> _Problems_:
[a] In the piece on Jack's Club, copy the passage starting with "January 2013 was" and going on through "signs largely intact.".
[b] Answer these questions from the piece on Jack's Club:
(i) In what month and year did Jack's Club close?
(ii) What did the Roosevelt Tamale Parlor become?
(iii) Who is credited with the photo?

> _Extract_:
╔══

Closed for Five Years, Jack’s Club Is Now Junior

It's either a cocktail lounge or "yet another cocktail lounge," depending on your outlook. But don't overlook it.

Photo by Patricia Chang

January 2013 was a notable month. Lance Armstrong admitted to doping. Pres. Obama was sworn in for a second term. Ryan Coogler’s Fruitvale Station won the Grand Jury Prize at Sundance. And Jack’s Club, the Creole dive in the southeastern corner of the Mission, closed FOREVER. I will never forget the first time I saw DJ Purple whip out his sax during karaoke there, in a bar I hadn’t even known existed but which was so packed my glasses kept steaming up.

Fast-forward five years, and much of 24th Street has changed, even if much of the signage remains the same. Pig & Pie kept the old Discolandia sign — it’s now Top Round Roast Beef, and the sign is still there — while the Roosevelt Tamale Parlor retained its neon beauty to become Roosevelt Sip ’N’ Eat. And Jack’s, at the very edge of 24th Street’s commercial corridor, has now become Junior, with the exterior signs largely intact.

╚══

> _Supplied entries_:

╔══

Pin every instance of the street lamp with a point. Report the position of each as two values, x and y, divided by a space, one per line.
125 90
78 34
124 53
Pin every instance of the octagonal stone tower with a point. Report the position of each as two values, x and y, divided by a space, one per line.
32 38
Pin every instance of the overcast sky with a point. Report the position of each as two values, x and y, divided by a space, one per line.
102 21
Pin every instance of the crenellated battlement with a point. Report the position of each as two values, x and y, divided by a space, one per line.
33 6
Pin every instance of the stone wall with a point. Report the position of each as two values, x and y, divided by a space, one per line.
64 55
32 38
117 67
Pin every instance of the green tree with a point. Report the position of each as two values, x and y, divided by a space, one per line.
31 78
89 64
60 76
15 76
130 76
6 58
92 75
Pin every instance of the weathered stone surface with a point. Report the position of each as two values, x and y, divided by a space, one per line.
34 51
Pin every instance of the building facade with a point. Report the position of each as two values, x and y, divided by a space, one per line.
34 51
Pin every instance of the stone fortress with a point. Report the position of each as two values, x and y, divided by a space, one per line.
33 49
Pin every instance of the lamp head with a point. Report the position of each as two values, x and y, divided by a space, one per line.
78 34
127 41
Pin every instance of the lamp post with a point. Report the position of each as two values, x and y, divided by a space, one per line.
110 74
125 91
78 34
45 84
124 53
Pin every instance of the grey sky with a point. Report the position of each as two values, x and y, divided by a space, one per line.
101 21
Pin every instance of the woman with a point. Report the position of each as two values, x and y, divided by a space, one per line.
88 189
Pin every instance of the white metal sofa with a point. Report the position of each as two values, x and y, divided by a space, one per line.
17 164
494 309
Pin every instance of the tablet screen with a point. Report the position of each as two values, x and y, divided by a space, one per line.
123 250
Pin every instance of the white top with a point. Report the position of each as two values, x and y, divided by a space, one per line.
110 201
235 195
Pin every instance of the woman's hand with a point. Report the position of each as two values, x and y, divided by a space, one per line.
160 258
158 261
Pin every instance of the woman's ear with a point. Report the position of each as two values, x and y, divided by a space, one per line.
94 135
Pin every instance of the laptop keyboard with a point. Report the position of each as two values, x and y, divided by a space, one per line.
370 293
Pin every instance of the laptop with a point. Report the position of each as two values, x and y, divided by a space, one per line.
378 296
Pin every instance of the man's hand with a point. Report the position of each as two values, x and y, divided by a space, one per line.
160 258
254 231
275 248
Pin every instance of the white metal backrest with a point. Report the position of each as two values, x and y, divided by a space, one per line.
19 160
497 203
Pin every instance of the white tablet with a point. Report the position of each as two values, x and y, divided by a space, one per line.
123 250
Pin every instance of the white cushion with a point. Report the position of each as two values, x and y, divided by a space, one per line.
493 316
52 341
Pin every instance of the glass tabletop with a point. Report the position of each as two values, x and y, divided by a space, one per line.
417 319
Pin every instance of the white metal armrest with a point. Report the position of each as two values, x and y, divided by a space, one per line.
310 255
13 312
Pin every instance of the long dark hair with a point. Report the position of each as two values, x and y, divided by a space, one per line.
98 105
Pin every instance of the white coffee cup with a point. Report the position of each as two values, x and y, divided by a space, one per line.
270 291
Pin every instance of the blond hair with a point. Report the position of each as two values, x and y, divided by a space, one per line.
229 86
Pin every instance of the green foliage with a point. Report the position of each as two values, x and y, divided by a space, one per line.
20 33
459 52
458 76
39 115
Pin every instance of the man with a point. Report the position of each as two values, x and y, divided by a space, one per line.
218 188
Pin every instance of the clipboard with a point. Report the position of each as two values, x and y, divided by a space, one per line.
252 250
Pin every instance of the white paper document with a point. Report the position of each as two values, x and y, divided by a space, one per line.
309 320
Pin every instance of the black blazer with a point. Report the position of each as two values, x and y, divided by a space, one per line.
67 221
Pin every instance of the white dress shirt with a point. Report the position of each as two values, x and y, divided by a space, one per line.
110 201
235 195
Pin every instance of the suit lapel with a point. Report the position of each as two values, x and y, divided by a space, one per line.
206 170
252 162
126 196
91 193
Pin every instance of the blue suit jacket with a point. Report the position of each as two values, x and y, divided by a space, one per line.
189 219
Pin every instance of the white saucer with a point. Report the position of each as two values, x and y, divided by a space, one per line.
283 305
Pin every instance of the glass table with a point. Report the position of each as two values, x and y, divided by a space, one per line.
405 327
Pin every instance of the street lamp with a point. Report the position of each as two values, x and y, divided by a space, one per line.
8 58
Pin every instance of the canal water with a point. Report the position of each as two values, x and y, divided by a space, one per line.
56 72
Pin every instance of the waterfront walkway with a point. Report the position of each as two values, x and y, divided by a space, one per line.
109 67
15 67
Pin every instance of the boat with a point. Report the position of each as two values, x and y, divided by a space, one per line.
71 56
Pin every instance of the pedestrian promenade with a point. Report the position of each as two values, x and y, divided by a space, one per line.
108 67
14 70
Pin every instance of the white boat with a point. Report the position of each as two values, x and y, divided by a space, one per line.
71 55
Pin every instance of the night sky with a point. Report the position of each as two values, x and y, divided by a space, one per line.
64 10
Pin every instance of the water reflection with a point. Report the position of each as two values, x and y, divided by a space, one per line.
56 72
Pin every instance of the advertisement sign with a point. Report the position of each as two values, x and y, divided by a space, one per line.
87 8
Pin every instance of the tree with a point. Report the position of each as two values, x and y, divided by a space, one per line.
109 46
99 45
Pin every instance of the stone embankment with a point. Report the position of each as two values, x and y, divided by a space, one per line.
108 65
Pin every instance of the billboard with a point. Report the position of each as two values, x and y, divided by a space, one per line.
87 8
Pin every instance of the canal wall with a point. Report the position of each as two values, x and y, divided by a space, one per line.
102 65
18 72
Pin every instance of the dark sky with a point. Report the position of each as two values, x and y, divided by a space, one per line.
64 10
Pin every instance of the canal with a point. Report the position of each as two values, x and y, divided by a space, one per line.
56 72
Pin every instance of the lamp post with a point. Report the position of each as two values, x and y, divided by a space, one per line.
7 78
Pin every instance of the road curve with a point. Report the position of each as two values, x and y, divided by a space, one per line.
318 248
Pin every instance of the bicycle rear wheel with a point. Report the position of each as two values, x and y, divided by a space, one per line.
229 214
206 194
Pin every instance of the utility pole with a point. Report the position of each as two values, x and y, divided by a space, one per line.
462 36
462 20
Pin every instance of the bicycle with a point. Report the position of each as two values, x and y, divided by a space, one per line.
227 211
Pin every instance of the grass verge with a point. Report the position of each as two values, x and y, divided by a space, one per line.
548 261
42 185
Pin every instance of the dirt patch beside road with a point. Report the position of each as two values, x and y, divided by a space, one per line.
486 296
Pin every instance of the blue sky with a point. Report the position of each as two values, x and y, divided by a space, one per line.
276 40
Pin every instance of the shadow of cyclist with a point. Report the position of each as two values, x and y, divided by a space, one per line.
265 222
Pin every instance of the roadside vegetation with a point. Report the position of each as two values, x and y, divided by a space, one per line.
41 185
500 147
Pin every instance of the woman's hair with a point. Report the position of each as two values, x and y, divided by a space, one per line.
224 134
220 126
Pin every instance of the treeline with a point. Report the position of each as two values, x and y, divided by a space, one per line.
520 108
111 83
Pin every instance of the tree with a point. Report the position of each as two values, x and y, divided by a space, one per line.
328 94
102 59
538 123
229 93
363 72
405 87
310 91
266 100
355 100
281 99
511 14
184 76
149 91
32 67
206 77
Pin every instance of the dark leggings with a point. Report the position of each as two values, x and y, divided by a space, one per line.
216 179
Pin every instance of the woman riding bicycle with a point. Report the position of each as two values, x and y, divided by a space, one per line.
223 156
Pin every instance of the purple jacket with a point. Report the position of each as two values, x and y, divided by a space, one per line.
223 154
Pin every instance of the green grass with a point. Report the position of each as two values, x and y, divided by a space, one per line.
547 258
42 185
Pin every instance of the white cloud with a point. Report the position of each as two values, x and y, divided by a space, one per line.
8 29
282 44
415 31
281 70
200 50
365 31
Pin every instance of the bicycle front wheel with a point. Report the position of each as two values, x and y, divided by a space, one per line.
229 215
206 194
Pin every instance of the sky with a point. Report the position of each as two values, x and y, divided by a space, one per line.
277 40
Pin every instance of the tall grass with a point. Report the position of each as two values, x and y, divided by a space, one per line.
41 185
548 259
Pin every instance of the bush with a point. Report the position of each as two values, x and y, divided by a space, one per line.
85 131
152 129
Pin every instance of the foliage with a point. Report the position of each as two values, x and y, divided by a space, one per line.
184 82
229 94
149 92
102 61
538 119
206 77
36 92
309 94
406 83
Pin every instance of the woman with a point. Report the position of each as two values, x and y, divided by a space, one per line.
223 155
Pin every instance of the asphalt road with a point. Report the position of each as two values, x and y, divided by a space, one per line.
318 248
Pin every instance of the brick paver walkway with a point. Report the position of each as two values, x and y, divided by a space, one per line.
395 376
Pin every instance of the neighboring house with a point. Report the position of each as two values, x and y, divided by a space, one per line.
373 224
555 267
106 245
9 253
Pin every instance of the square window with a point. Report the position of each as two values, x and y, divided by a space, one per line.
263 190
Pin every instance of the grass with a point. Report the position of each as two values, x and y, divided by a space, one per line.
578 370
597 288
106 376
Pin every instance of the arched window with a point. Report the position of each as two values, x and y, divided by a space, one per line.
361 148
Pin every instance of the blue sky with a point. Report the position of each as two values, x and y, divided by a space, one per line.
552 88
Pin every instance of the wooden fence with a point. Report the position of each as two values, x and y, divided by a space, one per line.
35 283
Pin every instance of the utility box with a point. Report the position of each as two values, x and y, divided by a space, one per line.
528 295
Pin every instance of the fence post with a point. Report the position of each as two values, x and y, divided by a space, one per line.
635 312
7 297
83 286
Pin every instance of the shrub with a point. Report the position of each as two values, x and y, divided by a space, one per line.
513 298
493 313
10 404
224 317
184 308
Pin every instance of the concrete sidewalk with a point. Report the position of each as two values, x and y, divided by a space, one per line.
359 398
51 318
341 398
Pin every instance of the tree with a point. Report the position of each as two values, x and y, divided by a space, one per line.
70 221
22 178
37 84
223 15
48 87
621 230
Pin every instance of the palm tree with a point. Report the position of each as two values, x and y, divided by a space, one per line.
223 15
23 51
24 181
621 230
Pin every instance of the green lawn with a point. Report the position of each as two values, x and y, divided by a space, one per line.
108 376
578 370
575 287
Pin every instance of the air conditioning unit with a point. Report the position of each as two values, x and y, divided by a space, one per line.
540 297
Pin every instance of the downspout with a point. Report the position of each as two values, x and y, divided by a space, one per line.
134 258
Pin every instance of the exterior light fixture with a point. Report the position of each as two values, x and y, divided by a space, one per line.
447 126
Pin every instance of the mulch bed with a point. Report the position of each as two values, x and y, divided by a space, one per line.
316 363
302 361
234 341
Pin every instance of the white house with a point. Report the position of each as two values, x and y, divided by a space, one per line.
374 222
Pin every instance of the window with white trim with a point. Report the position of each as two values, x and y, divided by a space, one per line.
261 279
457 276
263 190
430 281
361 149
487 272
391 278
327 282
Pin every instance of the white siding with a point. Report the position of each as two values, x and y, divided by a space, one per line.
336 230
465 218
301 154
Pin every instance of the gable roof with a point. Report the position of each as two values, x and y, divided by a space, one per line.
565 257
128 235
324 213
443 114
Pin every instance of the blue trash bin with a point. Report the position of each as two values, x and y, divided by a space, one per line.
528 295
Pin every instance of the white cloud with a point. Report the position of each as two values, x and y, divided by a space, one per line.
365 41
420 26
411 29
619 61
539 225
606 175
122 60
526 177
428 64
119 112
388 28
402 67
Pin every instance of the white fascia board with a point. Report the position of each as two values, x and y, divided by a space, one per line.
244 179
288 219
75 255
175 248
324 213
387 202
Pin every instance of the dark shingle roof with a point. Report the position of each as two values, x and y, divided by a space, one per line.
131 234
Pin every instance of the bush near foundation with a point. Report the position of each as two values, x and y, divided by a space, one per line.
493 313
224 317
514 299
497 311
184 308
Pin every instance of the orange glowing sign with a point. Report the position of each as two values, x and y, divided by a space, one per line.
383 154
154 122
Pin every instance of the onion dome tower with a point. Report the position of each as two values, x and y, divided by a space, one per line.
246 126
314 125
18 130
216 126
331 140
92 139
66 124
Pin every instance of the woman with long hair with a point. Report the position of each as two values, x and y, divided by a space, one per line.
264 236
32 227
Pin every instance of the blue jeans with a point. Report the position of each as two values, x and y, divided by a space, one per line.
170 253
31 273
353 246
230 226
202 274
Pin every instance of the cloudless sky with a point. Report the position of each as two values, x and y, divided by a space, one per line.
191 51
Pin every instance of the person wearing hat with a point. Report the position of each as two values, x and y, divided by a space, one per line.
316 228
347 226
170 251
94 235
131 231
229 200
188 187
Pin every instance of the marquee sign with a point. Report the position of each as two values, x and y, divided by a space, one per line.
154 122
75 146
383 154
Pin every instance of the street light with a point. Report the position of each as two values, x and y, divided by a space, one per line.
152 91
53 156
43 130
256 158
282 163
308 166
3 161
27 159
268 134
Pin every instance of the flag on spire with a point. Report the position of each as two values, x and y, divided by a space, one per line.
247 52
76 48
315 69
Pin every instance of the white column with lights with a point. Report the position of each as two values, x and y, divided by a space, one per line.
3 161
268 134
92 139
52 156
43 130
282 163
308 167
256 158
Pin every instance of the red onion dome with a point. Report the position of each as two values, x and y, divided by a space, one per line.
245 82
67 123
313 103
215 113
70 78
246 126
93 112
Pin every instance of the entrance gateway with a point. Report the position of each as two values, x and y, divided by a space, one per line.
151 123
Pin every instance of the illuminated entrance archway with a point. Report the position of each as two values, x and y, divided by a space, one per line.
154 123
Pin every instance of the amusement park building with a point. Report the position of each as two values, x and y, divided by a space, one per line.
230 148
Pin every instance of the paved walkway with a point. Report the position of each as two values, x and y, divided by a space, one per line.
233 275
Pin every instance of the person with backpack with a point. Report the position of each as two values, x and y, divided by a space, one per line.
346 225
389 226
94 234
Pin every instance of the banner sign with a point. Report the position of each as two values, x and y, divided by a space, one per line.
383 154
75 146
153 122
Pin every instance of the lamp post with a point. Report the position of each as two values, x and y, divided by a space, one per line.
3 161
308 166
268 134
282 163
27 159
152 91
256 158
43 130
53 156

╚══

> _Worked answers_:
[a]
January 2013 was a notable month. Lance Armstrong admitted to doping. Pres. Obama was sworn in for a second term. Ryan Coogler’s Fruitvale Station won the Grand Jury Prize at Sundance. And Jack’s Club, the Creole dive in the southeastern corner of the Mission, closed FOREVER. I will never forget the first time I saw DJ Purple whip out his sax during karaoke there, in a bar I hadn’t even known existed but which was so packed my glasses kept steaming up.

Fast-forward five years, and much of 24th Street has changed, even if much of the signage remains the same. Pig & Pie kept the old Discolandia sign — it’s now Top Round Roast Beef, and the sign is still there — while the Roosevelt Tamale Parlor retained its neon beauty to become Roosevelt Sip ’N’ Eat. And Jack’s, at the very edge of 24th Street’s commercial corridor, has now become Junior, with the exterior signs largely intact.

[b]
(i) January 2013
(ii) Roosevelt Sip 'N' Eat
(iii) Patricia Chang